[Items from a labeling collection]

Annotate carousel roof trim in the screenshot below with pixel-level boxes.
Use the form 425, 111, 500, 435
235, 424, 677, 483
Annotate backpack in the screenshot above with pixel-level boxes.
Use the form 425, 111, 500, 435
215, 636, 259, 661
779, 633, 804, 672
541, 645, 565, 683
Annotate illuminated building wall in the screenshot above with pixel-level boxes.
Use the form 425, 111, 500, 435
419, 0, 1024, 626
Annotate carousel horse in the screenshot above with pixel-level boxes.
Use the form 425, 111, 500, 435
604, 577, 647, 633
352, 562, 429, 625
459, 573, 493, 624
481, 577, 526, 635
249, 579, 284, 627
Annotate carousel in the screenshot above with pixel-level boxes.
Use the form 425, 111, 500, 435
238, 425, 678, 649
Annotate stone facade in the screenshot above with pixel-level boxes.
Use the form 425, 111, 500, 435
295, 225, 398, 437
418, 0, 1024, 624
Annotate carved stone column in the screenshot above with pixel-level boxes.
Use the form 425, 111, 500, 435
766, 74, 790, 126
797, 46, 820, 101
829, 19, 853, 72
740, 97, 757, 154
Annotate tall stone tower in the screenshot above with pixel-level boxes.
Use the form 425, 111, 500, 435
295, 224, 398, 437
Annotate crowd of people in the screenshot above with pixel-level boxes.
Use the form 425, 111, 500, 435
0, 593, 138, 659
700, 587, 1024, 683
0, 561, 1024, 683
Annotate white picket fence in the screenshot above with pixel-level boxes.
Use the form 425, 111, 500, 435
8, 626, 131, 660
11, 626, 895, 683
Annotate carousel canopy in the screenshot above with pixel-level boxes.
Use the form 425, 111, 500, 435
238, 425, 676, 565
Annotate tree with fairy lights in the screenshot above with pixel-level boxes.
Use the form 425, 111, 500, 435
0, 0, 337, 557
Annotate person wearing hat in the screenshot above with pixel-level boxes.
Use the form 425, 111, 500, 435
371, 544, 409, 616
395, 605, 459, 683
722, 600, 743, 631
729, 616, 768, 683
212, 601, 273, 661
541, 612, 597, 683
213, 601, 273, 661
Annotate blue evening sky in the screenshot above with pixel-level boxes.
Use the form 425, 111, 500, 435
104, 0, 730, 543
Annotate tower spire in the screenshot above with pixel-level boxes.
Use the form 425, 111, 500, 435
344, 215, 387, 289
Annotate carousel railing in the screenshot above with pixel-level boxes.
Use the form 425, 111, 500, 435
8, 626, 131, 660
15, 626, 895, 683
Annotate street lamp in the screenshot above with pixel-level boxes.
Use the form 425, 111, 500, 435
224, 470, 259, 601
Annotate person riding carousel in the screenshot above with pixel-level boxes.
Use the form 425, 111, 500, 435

» **Task statement**
Put all of the lines above into a JSON list of strings, one string per line, skipping any blank lines.

» **Result for this exercise**
[
  "Annotate carousel roof trim in the screenshot below with pixel-level boxes.",
  "Use the form 425, 111, 500, 435",
  "235, 424, 677, 483",
  "Annotate backpack in the screenshot above with pixel-level boxes.",
  "Use the form 425, 111, 500, 435",
  "215, 636, 259, 661",
  "779, 633, 804, 672",
  "541, 645, 565, 683",
  "Annotate illuminated building wall in the screenshot above with pixel-level boxes.",
  "Use the form 425, 111, 500, 435",
  "419, 0, 1024, 626",
  "Annotate carousel horse in the screenshot above with pixel-level boxes.",
  "Use the form 425, 111, 500, 435",
  "604, 577, 647, 633",
  "352, 562, 429, 625",
  "459, 573, 493, 624",
  "481, 577, 526, 635",
  "249, 579, 284, 627",
  "Annotate carousel in the screenshot above with pixel-level boxes.",
  "Use the form 425, 111, 500, 435",
  "238, 425, 678, 649",
  "Annotate stone facade in the screenshot above with pixel-level boxes.",
  "Use the form 425, 111, 500, 435",
  "295, 225, 398, 437",
  "418, 0, 1024, 624",
  "Annotate carved stone column in the screenshot above with pixel-level boxes.",
  "Use the form 425, 111, 500, 435",
  "766, 74, 790, 126",
  "797, 46, 820, 101",
  "829, 19, 853, 72",
  "740, 97, 757, 154",
  "Annotate tall stone tower in the screenshot above with pixel-level boxes.",
  "Use the form 425, 111, 500, 435",
  "295, 224, 398, 437",
  "Annotate crowd of people in the screenshot above with pixel-level boxes.",
  "Use the form 425, 111, 500, 435",
  "0, 593, 138, 659",
  "700, 587, 1024, 683",
  "0, 561, 1024, 683",
  "Annotate white picket fence in the screenshot above with pixel-level boxes.",
  "Use the form 425, 111, 500, 435",
  "8, 626, 131, 660",
  "11, 626, 895, 683",
  "Annotate carousel canopy in the screenshot above with pixel-level boxes.",
  "Use the form 425, 111, 500, 435",
  "238, 425, 676, 565",
  "Annotate tree with fairy lights in the screenshot above with pixel-level boxes.",
  "Use the form 425, 111, 500, 435",
  "0, 0, 337, 557",
  "Annotate person wearing hat in the screenshot above with pixel-level boxes.",
  "Use the form 425, 111, 500, 435",
  "371, 544, 409, 616",
  "395, 605, 459, 683",
  "722, 600, 743, 631",
  "729, 616, 768, 683",
  "212, 601, 273, 661",
  "541, 612, 597, 683",
  "213, 601, 273, 661",
  "Annotate blue evening sky in the screenshot above with pixel-level boxes.",
  "Use the form 425, 111, 500, 435",
  "104, 0, 730, 543",
  "Annotate tower spire in the screenshot above with pixel-level boxes.",
  "Use the form 425, 111, 500, 435",
  "344, 215, 387, 289",
  "Annotate carousel railing in the screenshot above with pixel-level boxes.",
  "Use the form 425, 111, 500, 435",
  "8, 626, 131, 660",
  "15, 626, 895, 683",
  "Annotate street lamp in the screenshot above with pixel-level boxes.",
  "Use the form 425, 111, 500, 435",
  "224, 470, 259, 601",
  "Annotate person riding carousel in the screenshot above with pixel-level boxes.",
  "Use the form 425, 111, 500, 435"
]